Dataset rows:
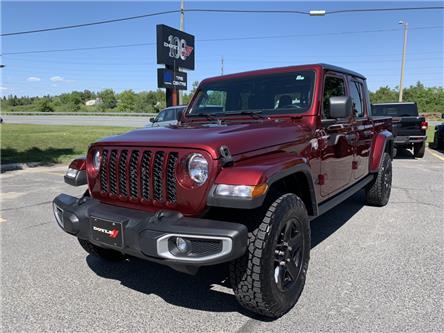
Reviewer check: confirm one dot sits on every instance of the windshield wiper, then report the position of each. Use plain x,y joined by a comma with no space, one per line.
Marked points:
252,113
209,116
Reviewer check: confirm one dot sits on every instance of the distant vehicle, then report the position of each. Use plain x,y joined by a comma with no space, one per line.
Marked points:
438,136
168,116
409,129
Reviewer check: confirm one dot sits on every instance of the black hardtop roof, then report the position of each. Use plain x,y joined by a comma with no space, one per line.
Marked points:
341,70
393,103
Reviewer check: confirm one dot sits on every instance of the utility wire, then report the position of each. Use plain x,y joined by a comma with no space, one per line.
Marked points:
218,40
197,10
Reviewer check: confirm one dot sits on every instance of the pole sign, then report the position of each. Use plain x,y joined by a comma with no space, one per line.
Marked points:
167,78
175,48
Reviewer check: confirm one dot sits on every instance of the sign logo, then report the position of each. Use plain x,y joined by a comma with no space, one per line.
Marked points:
167,78
178,48
175,48
111,233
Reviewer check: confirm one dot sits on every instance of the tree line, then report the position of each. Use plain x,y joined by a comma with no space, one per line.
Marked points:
106,100
429,100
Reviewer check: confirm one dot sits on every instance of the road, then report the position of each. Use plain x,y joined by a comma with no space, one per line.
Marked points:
371,269
127,121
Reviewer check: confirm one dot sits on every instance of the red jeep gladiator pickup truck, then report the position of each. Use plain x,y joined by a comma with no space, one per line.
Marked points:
255,157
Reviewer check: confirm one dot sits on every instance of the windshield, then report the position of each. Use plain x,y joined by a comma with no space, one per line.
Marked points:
395,110
266,94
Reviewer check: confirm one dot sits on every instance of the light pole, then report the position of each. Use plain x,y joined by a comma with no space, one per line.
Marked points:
182,14
405,25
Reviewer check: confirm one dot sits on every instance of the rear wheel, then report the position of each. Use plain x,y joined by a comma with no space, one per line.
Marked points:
419,149
270,277
378,192
99,252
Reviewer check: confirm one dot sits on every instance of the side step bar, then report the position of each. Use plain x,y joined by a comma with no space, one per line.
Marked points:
342,196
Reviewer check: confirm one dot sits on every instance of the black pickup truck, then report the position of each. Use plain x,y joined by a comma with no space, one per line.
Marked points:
409,129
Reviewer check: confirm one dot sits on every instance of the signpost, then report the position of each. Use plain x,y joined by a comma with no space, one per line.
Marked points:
175,49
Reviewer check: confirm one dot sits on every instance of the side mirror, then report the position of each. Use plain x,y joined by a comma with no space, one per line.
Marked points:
341,107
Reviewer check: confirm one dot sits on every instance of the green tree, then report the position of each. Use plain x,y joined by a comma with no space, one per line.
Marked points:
109,99
44,105
127,101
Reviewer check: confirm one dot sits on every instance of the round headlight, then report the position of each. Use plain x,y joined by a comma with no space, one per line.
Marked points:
96,160
198,168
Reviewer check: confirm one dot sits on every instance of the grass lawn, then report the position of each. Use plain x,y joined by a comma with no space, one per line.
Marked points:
49,143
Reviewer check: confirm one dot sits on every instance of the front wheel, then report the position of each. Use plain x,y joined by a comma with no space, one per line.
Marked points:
270,277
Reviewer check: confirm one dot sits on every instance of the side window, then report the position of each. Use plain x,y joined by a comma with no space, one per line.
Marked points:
333,86
170,115
356,95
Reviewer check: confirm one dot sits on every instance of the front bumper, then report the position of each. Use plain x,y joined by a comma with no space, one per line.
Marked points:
150,235
404,140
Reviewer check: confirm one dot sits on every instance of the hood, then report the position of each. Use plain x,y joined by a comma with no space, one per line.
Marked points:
240,138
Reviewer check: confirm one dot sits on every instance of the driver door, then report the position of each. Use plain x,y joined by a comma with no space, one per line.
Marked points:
337,154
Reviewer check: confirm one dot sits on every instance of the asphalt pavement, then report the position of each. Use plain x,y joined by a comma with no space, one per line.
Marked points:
371,269
126,121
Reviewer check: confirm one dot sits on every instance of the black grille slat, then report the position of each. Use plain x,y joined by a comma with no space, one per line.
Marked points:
171,177
139,174
158,175
104,171
134,182
112,172
146,179
122,173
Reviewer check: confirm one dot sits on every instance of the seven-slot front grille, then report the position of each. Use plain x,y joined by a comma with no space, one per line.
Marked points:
139,174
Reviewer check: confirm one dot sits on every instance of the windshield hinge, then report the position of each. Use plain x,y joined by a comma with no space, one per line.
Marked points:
225,156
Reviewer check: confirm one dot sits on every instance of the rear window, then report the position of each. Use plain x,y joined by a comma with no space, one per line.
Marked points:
395,110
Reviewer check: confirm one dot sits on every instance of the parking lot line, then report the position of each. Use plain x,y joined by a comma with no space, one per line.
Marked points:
437,156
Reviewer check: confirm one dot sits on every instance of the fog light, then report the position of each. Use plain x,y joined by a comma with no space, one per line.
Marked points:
182,245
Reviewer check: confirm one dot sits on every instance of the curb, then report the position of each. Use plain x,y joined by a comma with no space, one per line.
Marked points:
20,166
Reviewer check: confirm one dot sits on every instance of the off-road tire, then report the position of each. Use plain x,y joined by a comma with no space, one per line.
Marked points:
252,276
419,149
436,143
99,252
378,191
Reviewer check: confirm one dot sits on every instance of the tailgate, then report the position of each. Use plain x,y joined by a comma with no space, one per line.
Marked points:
406,126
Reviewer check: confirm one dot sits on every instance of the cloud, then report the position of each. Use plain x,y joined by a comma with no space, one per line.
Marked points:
57,79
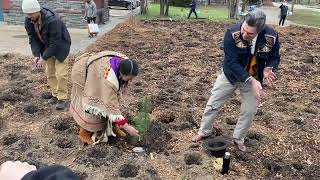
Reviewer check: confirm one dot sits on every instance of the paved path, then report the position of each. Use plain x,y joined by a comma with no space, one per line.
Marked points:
273,15
15,40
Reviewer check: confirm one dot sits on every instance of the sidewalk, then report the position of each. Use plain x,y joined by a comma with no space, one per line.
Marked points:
14,38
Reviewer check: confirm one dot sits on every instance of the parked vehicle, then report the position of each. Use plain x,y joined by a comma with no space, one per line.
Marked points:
128,4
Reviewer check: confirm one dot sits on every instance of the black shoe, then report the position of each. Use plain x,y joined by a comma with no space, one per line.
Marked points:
53,100
61,105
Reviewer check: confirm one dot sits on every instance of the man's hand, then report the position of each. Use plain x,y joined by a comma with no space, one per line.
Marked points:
41,63
15,170
256,89
269,76
130,129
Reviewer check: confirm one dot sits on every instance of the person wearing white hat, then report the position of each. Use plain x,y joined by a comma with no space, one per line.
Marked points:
50,44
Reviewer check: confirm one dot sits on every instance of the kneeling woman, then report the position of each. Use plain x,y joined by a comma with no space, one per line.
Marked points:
97,83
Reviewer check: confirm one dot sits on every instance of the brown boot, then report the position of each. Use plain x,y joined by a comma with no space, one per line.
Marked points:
118,131
85,136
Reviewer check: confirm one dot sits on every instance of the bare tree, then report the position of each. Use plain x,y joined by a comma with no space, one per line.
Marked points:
162,4
167,8
233,6
292,6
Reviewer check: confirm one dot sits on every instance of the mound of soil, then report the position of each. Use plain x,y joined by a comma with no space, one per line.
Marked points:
128,170
178,60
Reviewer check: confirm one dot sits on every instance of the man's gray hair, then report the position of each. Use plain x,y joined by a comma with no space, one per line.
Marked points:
256,18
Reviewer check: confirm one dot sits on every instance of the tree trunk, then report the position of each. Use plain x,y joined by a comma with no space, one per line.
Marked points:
267,3
167,8
162,3
143,7
233,6
292,6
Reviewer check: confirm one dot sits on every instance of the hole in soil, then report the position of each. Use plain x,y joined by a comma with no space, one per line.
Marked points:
298,121
100,155
82,175
255,136
30,109
128,170
37,163
96,153
10,97
311,110
60,126
138,84
156,138
64,143
231,121
46,95
9,139
137,90
193,158
64,125
153,174
297,166
271,165
165,117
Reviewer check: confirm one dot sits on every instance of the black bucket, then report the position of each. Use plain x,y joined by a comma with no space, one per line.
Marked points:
216,146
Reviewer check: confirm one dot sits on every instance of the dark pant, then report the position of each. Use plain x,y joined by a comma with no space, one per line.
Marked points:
192,10
282,19
91,19
100,14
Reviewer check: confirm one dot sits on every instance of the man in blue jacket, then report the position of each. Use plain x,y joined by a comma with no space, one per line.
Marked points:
50,44
251,56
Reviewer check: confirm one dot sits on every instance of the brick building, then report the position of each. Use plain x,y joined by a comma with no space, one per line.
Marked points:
71,11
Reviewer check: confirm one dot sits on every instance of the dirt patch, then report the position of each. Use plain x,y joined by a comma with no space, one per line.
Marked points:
193,159
99,155
30,109
64,124
10,139
128,170
272,166
157,138
231,121
46,95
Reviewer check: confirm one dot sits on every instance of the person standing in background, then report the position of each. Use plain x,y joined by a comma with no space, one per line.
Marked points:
50,44
100,11
193,6
283,12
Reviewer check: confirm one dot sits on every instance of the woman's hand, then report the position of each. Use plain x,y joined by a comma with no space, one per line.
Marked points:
130,129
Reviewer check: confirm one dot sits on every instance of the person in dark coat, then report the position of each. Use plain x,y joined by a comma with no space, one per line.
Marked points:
283,12
193,6
50,44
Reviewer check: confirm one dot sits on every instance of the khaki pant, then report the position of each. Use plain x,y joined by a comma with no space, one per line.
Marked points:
57,74
221,92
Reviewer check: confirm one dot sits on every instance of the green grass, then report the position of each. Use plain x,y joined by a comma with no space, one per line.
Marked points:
209,12
305,17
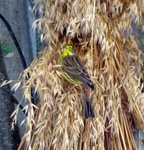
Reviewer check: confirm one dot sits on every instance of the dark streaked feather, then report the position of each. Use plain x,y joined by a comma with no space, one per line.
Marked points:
75,69
88,109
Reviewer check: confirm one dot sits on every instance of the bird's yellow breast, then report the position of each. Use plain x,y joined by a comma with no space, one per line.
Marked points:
66,53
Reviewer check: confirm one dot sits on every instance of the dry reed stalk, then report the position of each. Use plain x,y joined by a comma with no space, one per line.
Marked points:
101,33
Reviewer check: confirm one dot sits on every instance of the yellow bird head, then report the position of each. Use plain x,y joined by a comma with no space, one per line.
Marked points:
67,51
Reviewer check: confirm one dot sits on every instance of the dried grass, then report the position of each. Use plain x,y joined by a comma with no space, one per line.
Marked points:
100,33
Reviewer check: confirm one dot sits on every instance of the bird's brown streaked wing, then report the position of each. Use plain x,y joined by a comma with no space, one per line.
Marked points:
73,65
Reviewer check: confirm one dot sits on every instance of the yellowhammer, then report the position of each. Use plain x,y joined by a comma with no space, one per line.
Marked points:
74,71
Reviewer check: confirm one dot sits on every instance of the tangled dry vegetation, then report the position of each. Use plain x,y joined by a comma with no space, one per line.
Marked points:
102,36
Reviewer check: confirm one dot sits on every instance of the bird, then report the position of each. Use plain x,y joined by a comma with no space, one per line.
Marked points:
74,72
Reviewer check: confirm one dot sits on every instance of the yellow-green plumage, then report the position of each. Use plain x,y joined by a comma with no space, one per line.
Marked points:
73,69
74,72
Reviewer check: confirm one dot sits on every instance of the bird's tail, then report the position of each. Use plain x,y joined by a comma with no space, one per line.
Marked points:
88,111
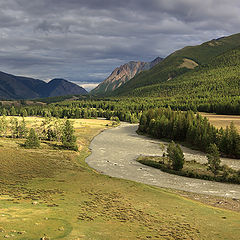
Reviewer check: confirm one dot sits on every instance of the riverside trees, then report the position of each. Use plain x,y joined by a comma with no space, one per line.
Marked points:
190,128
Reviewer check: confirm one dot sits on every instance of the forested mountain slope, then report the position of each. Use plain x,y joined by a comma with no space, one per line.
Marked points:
123,74
185,61
18,87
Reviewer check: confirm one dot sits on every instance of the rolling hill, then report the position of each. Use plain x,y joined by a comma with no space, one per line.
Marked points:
186,69
18,87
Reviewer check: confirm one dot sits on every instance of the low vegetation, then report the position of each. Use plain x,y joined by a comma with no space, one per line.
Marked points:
190,128
52,192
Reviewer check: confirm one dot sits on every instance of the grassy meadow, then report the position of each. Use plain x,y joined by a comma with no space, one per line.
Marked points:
223,120
53,193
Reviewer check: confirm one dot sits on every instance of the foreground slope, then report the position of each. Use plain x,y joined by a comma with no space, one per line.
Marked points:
188,59
18,87
53,193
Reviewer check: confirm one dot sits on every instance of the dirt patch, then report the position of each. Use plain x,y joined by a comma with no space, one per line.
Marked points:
220,202
223,120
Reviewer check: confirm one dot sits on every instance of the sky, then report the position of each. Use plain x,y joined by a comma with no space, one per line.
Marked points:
84,40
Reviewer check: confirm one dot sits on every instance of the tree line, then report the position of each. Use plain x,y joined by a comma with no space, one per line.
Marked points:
50,129
190,128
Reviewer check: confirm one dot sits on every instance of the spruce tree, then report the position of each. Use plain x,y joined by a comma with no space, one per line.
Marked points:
68,138
175,155
213,158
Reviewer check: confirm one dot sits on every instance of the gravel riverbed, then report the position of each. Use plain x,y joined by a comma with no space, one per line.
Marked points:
114,153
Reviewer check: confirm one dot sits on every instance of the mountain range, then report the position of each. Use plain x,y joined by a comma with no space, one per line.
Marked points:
123,74
211,68
18,87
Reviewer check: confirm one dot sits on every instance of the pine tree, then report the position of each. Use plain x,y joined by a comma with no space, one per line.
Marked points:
32,140
213,158
68,138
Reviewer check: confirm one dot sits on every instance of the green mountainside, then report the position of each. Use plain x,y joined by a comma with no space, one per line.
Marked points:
185,69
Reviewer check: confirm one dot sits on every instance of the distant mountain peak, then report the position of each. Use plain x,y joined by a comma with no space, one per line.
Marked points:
123,74
18,87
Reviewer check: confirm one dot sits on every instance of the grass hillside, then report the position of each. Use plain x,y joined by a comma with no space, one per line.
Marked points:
53,193
187,60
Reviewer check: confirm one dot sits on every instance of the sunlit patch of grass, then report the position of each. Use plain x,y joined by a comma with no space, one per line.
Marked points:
52,192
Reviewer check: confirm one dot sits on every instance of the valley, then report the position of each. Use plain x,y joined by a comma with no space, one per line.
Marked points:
53,193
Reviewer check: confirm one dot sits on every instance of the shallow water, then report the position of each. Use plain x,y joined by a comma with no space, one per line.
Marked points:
114,153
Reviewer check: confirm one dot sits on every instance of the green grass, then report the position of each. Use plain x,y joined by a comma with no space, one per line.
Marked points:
192,169
54,193
218,66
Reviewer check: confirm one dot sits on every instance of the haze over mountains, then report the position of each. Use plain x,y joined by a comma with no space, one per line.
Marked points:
18,87
123,74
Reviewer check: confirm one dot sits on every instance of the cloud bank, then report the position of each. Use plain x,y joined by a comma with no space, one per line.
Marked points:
84,40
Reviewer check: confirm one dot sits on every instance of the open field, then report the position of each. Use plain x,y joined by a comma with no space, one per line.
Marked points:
54,193
223,120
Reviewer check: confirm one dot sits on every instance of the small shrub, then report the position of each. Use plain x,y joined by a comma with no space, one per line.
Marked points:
32,140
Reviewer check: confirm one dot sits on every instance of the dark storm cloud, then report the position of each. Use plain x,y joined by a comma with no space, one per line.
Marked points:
84,40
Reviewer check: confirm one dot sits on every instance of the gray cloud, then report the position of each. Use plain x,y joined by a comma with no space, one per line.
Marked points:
84,40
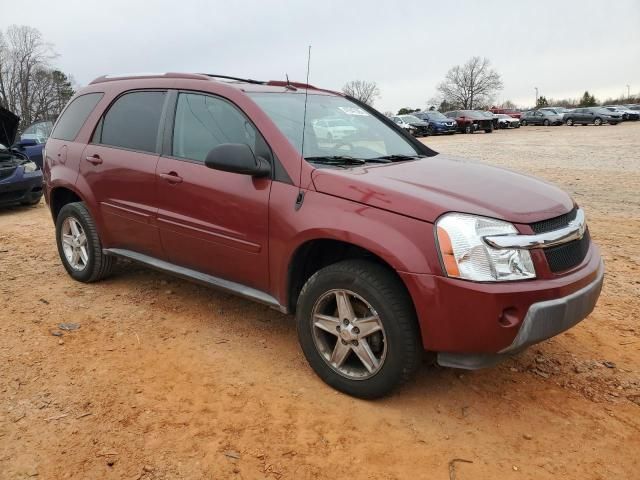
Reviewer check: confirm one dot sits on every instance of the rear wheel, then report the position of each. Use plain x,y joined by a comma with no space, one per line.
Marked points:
79,246
358,329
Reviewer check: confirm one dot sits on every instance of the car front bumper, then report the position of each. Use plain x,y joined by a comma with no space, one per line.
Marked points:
543,320
478,323
21,187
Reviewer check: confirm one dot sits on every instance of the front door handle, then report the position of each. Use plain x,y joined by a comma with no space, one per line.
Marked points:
94,159
171,177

→ **STATED EXERCISE**
Return exactly the lines from the one containing "the car front" through the last line of the records above, both included, and nothing else.

→ **COMPLETED TASK**
Reviewer check: confirm one dot sits on every instance of the car front bumper, then report the position of each. Use plain x,y joined by a comma with no space, one per line.
Marked points:
543,320
478,323
21,187
Reviewer check: confirm one dot sits on every instance of the front door handle, then report the position of each. Use plain x,y joined by a comma with no space, one per line.
Marked points:
94,159
171,177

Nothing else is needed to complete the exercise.